** Start of SUPPLIED MATERIAL **
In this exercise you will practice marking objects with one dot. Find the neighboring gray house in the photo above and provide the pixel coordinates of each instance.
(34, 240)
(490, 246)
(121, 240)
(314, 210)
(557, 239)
** End of SUPPLIED MATERIAL **
### OBJECTIVE
Render the material above as a JSON list of strings, with one string per line and blank lines omitted.

### WRITTEN RESPONSE
[
  "In this exercise you will practice marking objects with one dot. Find the neighboring gray house in the photo above and provide the pixel coordinates of each instance.",
  "(34, 240)",
  "(490, 246)",
  "(121, 240)",
  "(314, 210)",
  "(557, 239)"
]